文書:
+++

東京地方裁判所 昭和61年(特わ)2422号 判決 1987年3月04日
本店所在地
東京都文京区本駒込六丁目一二番一六号
ビイック株式会社
(右代表者代表取締役 佐藤長範こと佐藤長)
本籍
東京都八王子市台町二丁目九一番地
住居
同板橋区高島平三丁目一〇番五-四〇四号
会社役員
佐藤長範こと佐藤長
昭和四年八月二七日生
右の者らに対する各法人税法違反被告事件について、当裁判所は、検察官渋佐愼吾出席の上審理し、次のとおり判決する。
主文
被告人ビイック株式会社を罰金一七〇〇万円に、被告人佐藤長を懲役一〇月にそれぞれ処する。
被告人佐藤長に対し、この裁判確定の日から二年間、その刑の執行を猶予する。
理由
(罪となるべき事実)

+++

(物体位置アノテーションデータ)
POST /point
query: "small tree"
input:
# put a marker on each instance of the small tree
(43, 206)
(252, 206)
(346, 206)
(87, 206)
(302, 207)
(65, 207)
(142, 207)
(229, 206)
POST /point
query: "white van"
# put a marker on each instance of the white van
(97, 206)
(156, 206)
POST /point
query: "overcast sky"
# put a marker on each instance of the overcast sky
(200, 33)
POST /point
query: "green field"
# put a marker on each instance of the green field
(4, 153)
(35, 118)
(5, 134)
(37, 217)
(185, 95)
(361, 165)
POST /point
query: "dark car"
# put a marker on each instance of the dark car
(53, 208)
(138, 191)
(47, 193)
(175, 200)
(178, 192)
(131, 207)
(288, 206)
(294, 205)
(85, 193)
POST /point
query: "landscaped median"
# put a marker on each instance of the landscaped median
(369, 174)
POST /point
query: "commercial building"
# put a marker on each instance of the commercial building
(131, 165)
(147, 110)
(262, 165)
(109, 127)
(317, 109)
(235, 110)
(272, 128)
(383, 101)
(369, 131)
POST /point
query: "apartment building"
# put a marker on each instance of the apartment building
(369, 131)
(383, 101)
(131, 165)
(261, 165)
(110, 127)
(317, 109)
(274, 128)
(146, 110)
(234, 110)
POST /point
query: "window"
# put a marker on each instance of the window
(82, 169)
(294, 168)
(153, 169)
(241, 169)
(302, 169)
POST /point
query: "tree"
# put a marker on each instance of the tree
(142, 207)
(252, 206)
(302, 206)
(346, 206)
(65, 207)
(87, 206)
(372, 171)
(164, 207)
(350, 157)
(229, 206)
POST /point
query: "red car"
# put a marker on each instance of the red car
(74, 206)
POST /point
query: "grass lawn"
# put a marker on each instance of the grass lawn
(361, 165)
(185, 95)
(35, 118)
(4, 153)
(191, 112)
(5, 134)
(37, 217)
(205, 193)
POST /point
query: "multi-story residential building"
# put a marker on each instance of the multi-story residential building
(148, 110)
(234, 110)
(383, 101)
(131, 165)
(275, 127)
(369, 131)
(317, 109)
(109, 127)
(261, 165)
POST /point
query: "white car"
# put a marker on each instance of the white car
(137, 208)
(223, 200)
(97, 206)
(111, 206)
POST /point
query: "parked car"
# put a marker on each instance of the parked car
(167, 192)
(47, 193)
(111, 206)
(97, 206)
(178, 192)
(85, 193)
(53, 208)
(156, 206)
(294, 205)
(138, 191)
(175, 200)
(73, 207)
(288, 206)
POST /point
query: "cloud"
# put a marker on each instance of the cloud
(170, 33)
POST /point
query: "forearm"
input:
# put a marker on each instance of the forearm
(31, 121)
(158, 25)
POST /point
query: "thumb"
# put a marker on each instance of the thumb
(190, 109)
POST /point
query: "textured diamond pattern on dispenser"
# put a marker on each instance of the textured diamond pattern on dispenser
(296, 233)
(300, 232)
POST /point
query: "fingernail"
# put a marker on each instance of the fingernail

+++

課題一覧:
A. この判決文の「東京地方裁判所 昭和61年(特わ)2422号 判決」から「審理し、次のとおり判決する。」までの全体を、「会社役員」を「取締役」に置き換えて書き出してください。
B. 記録の中で「tree」という文字列を含む行は何行あるか。数だけを答えること。

解答:
A.
東京地方裁判所 昭和61年(特わ)2422号 判決 1987年3月04日
本店所在地
東京都文京区本駒込六丁目一二番一六号
ビイック株式会社
(右代表者代表取締役 佐藤長範こと佐藤長)
本籍
東京都八王子市台町二丁目九一番地
住居
同板橋区高島平三丁目一〇番五-四〇四号
取締役
佐藤長範こと佐藤長
昭和四年八月二七日生
右の者らに対する各法人税法違反被告事件について、当裁判所は、検察官渋佐愼吾出席の上審理し、次のとおり判決する。

B. 4